─── Source data ───

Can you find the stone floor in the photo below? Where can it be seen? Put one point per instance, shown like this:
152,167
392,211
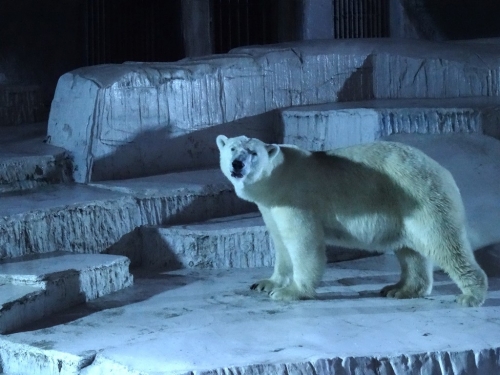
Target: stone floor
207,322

───
─── Source data ───

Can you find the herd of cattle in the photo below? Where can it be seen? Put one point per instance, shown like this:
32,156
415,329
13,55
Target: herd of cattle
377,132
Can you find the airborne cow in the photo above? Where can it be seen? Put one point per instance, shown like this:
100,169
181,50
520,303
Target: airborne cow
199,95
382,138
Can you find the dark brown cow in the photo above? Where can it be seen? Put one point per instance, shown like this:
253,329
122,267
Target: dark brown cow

───

Report every line of the data above that contains the string "below".

** Finished exercise **
Can you find the stone floor in the photo below? Where can it be seen? Put one point per instance, shown like this:
Can you find the herd of cattle in the photo below? Where can it be seen? Put one point per instance, shown like this:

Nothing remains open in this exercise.